*Problem statement:* Render the part of the material that opens with the line containing "Put a marker on every instance of the weathered" and closes with the line containing "[(101, 33)]" as a JSON list of strings, one string per line, with blank lines omitted. Leave the pictures out of the answer.
[start Data supplied]
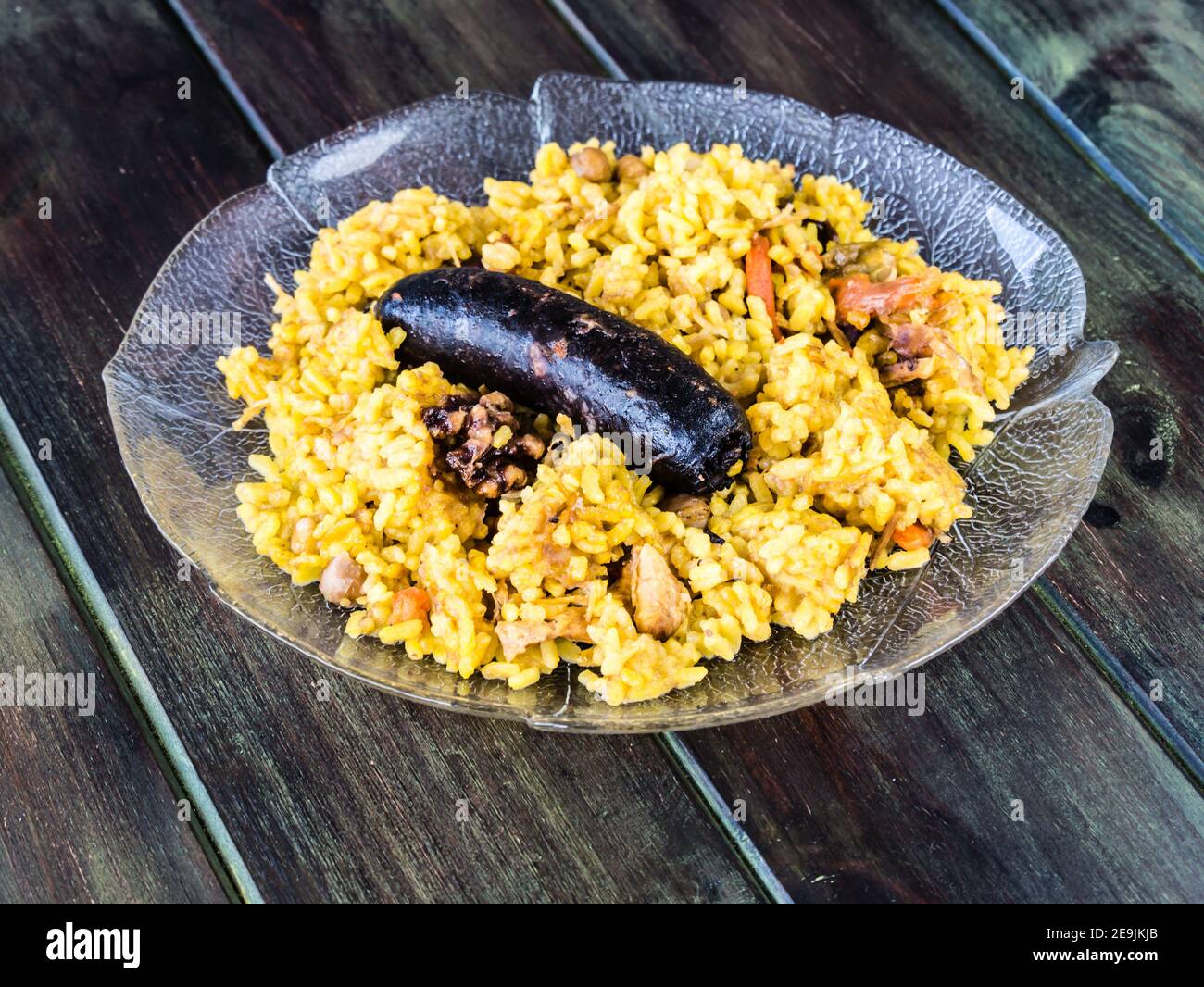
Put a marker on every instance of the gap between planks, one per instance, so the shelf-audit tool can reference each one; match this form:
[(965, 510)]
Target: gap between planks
[(690, 771), (121, 662)]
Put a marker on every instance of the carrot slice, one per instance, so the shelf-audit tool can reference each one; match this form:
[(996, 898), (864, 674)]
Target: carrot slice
[(410, 603), (913, 537), (759, 278)]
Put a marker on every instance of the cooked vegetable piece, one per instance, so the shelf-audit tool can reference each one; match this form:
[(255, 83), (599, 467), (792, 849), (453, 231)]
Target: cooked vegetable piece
[(412, 603), (858, 293), (759, 278), (913, 537)]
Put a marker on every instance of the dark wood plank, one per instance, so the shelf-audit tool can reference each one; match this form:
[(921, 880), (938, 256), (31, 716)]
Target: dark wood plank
[(87, 814), (354, 798), (870, 805), (1131, 77), (769, 763), (1127, 568)]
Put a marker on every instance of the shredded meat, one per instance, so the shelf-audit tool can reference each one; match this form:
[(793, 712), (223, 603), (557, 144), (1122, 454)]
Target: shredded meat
[(658, 597), (858, 293), (871, 259), (517, 636), (906, 369), (910, 340), (342, 581), (465, 428), (693, 509)]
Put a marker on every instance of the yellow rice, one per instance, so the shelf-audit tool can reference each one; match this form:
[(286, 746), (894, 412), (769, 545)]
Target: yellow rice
[(839, 461)]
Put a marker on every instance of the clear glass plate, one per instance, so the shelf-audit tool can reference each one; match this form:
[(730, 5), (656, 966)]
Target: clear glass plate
[(1028, 489)]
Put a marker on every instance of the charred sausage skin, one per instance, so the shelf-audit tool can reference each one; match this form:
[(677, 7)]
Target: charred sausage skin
[(557, 353)]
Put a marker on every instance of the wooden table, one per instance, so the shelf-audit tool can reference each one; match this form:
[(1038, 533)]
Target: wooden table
[(211, 770)]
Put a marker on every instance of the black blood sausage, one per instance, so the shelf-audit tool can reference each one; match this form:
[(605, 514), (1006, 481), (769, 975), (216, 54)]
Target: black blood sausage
[(555, 353)]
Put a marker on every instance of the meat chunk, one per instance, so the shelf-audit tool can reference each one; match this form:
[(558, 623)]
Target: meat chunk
[(693, 509), (872, 259), (342, 581), (858, 293), (591, 164), (302, 534), (517, 636), (470, 432), (907, 369), (658, 597)]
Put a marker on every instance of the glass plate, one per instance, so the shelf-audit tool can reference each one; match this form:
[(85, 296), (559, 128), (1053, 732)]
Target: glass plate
[(1028, 489)]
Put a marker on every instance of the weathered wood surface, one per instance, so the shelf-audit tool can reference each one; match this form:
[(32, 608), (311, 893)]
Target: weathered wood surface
[(1042, 690), (1128, 570), (1131, 76), (85, 815), (353, 798)]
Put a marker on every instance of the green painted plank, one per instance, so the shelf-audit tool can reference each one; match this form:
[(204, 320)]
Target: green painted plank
[(88, 815)]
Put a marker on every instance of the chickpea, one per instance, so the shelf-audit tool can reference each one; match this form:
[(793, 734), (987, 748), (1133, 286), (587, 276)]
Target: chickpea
[(500, 256), (591, 164), (631, 169)]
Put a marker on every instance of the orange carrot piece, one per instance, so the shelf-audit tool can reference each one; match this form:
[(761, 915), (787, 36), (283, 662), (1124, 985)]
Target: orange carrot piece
[(913, 537), (759, 278), (410, 603)]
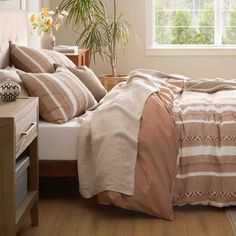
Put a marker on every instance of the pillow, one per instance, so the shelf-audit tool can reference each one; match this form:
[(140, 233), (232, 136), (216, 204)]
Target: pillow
[(10, 73), (89, 79), (61, 95), (37, 60)]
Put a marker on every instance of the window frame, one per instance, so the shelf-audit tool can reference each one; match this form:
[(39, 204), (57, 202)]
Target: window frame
[(153, 49)]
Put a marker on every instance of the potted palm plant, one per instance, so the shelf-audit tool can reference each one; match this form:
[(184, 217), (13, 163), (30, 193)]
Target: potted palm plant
[(101, 33)]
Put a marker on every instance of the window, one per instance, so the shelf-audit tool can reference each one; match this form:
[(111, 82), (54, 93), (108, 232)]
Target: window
[(191, 23)]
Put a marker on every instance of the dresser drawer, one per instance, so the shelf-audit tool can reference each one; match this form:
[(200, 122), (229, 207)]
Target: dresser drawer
[(26, 127)]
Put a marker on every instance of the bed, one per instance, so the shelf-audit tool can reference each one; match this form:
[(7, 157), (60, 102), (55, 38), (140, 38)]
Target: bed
[(58, 164), (173, 144)]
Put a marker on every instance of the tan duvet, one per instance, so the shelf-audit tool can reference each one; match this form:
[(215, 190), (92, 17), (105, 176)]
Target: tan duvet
[(186, 150)]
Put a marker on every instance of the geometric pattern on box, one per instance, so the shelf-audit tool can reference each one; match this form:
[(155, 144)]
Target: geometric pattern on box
[(9, 91)]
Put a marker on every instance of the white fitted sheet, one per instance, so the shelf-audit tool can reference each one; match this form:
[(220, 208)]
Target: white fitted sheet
[(58, 141)]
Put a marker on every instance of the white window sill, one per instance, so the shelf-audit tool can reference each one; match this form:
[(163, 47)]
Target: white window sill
[(191, 51)]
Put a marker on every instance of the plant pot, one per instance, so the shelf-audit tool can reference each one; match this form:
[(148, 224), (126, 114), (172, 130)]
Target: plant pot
[(47, 40), (108, 81)]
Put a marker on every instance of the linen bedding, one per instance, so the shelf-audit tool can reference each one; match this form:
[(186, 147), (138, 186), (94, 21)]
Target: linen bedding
[(160, 140)]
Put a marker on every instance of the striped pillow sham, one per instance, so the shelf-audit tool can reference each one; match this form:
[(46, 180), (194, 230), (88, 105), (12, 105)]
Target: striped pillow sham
[(37, 60), (88, 78), (61, 95)]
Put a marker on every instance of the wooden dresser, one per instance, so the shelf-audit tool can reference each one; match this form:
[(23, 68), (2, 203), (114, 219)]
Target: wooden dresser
[(18, 139)]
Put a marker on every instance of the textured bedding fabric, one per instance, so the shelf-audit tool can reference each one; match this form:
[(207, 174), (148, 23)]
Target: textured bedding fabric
[(186, 146), (58, 141), (62, 95), (108, 146), (37, 60), (206, 127)]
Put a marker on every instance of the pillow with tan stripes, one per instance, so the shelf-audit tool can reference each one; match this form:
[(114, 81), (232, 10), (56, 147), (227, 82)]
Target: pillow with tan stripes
[(61, 95), (88, 78), (37, 60)]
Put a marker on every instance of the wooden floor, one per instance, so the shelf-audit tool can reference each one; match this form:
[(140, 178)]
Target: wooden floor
[(64, 213)]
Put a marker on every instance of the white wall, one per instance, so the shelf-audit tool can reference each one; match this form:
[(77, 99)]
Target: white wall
[(134, 55)]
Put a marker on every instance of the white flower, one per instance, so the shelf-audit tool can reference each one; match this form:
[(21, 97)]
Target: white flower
[(65, 13), (60, 17)]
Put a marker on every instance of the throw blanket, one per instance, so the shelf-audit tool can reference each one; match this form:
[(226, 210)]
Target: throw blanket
[(147, 146), (108, 145), (108, 140), (206, 126)]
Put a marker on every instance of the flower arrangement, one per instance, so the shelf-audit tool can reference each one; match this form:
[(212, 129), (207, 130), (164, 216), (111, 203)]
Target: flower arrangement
[(46, 20)]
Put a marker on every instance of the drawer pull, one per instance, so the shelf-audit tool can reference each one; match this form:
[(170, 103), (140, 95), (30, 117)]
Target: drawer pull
[(32, 125)]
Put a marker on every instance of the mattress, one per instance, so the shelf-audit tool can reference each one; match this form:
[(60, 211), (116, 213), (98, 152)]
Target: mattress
[(58, 141)]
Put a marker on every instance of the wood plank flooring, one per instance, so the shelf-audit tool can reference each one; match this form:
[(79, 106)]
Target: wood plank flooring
[(64, 213)]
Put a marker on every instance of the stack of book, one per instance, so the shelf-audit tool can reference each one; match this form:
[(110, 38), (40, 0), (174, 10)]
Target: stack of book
[(66, 49)]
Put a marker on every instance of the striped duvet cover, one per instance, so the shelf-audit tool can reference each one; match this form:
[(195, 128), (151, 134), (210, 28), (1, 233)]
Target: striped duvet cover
[(206, 166)]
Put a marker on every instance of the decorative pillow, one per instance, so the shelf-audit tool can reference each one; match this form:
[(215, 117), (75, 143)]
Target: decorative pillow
[(89, 79), (61, 95), (11, 74), (37, 60)]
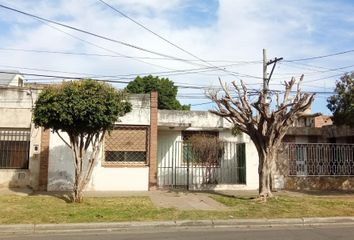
[end Data supplied]
*Output of the task:*
[
  "Put a marker on every instance of the weathered wood surface, one per instance, so the shelf-audit tool can reference each one; match this form:",
  "[(32, 608), (311, 893)]",
  "Target: weathered wood surface",
  "[(1042, 690), (1128, 570), (1131, 76), (85, 815), (353, 798)]",
  "Put a marker on every instance of the green painted plank, one per instance, so the shelf-audit tool can reference each one; match this form:",
  "[(204, 320)]",
  "Target: green painted plank",
  "[(88, 815)]",
  "Put a marker on every instance of the chickpea, one per instance, so the shelf-audit tool can reference each one; match this form:",
  "[(793, 734), (987, 748), (1133, 286), (587, 276)]",
  "Target: chickpea",
  "[(500, 256), (591, 164), (631, 169)]",
  "Put a marker on every instance of the orange carrot piece, one per instance, so the shelf-audit tool can reference each one; match this form:",
  "[(761, 915), (787, 36), (283, 662), (1124, 985)]",
  "Target: orange carrot piece",
  "[(913, 537), (759, 278), (410, 603)]",
  "Put a marker on every instance of the pillow, one per instance, so the shelf-audit tool can reference each one; match this form:",
  "[(140, 233), (232, 136), (216, 204)]",
  "Target: pillow",
  "[(10, 73), (89, 79), (61, 95), (37, 60)]",
  "Put a marker on every instance of the window frame, one per instance, so the shelf-audit tool can reference each one; match this form:",
  "[(39, 204), (57, 202)]",
  "Target: window frame",
  "[(153, 49)]",
  "Put a marker on every instance of the potted palm plant, one per instance, so the shelf-audit tool can reference each one; match this form:",
  "[(184, 217), (13, 163), (30, 193)]",
  "Target: potted palm plant",
  "[(101, 33)]"
]